* INSTRUÇÃO DADA A
De acordo com a carta dos jovens indígenas, em que mês e ano os Tupinambá retomaram a área conhecida como Unacau?

Carta dos Jovens Indígenas
“Jovens indígenas nas lutas de seus povos construindo o Bem Viver”
Nós, jovens indígenas dos povos Atikum de Rodelas, Atikum Nova Vida, Camakan, Fulni-ô, Guarani (Espírito Santo), Kaimbé, Kapinawá, Kayapó/ Marajoeiro, Kiriri de Banzaé, Kiriri de Muquém,Pankararu, Pankararu de Pernambuco, Pankaru, Pataxó do Extremo Sul, Pataxó Hã-Hã-Hãe, Potiguara, Tapuia, Truká, TrukáTupam, Tumbalalá, Tupinambá da Serra do Padeiro, Tupinambá de Olivença, Tupiniquim (Espírito Santo), Tuxá de Banzaê, Tuxá de Rodelas, Xakriabá (Cocos, Bahia), Xakriabá (Minas Gerais) e Xukuru Kariri; representantes de comunidades quilombolas e pescadores artesanais; representantes de movimentos sociais; entidades aliadas; parceiros; professores e estudantes universitários, reunimo-nos na Aldeia Serra do Padeiro, Terra Indígena Tupinambá de Olivença, Bahia, de25 a28 de outubro de 2012, para a realização do VI Seminário Cultural dos Jovens Indígenas do Regional Leste.
Sob o tema “Jovens indígenas nas lutas de seus povos construindo o bem viver”, o seminário ocorreu em uma área retomada conhecida como Unacau. Nesta área, retomada pelos Tupinambá em maio de 2012, vivem hoje algumas famílias indígenas, engajadas na luta de seu povo e na construção de um projeto de bem viver. Note-se que este conjunto de fazendas – em que se produzia cacau e, posteriormente, café e palmito – foi constituído com o emprego de mecanismos de expropriação fundiária, como grilagens de terras e ameaças. Nos tempos da Unacau e das empresas que a sucederam, registrou-se a ocorrência de trabalho escravo e também de intensos ataques ao ambiente, notadamente o desmatamento de grandes áreas. Nós, aqui reunidos, afirmamos o compromisso de transformar este espaço de morte em um espaço de vida, e desejamos instalar aqui a primeira universidade indígena do Brasil. Enfatizamos a necessidade de o Estado avançar na elaboração do projeto de criação da universidade indígena.

* EXTRATO DOS DADOS

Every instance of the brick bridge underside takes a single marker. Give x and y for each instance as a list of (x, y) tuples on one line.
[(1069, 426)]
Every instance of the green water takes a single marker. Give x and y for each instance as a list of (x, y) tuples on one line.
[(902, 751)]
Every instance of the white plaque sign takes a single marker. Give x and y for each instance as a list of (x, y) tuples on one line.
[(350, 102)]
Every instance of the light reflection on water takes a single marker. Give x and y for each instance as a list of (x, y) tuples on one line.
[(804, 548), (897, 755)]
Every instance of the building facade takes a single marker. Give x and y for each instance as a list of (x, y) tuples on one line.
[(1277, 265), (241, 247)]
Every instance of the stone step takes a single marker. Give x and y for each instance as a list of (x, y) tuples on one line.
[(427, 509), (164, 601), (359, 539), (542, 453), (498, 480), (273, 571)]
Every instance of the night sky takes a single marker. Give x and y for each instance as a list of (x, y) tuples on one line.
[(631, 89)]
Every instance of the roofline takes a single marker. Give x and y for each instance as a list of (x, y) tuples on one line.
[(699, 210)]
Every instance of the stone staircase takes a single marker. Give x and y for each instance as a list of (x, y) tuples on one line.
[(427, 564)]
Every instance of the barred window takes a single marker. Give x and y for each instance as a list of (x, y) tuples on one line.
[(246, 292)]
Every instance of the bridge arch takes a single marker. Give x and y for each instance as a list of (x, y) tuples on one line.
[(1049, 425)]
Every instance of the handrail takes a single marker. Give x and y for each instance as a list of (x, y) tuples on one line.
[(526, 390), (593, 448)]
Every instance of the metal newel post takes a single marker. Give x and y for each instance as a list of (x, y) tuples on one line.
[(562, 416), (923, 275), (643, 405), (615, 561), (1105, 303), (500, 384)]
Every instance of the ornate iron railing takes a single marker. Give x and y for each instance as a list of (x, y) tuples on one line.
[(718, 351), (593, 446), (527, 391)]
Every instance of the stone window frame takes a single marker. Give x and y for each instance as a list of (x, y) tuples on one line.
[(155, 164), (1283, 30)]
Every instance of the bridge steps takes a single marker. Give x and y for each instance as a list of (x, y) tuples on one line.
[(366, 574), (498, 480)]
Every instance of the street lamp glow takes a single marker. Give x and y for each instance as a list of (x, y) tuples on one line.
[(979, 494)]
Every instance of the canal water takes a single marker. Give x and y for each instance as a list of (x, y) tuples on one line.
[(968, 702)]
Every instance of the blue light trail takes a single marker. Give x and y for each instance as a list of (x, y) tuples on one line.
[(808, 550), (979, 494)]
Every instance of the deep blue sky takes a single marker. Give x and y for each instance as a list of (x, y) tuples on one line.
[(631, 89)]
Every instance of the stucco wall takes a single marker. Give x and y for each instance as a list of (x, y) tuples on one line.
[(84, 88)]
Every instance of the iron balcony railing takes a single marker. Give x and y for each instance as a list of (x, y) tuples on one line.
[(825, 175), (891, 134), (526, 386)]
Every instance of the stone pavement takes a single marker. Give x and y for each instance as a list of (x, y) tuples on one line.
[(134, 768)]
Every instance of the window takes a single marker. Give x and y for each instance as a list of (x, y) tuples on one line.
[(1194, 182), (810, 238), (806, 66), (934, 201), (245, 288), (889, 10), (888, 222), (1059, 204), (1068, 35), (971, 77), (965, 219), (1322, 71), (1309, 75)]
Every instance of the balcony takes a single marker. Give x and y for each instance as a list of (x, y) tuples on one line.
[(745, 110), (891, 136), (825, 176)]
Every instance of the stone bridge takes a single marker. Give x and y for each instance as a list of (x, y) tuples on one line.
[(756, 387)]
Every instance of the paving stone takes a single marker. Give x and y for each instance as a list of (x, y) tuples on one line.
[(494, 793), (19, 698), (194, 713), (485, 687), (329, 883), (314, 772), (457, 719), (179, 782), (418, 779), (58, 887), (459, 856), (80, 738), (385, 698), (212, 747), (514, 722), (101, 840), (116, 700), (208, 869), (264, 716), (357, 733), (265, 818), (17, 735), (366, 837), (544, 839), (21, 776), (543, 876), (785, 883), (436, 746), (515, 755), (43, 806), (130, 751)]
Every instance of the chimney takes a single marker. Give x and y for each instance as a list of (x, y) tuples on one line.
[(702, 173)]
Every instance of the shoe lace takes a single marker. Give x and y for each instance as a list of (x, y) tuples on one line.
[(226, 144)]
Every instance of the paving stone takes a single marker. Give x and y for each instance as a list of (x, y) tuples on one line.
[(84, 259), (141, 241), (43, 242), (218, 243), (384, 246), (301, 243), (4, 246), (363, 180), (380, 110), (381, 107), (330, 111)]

* INSTRUÇÃO DADA B
Converta as entradas em um CSV de duas colunas, enunciado e resposta, com uma linha por entrada, começando na primeira entrada e parando após a linha que contém "[(902, 751)]". Ponha cada campo entre aspas e troque as quebras de linha por espaços.

* SOLUÇÃO COMPLETA A
Em maio de 2012.

* SOLUÇÃO COMPLETA B
enunciado,resposta
"Every instance of the brick bridge underside takes a single marker. Give x and y for each instance as a list of (x, y) tuples on one line.","[(1069, 426)]"
"Every instance of the green water takes a single marker. Give x and y for each instance as a list of (x, y) tuples on one line.","[(902, 751)]"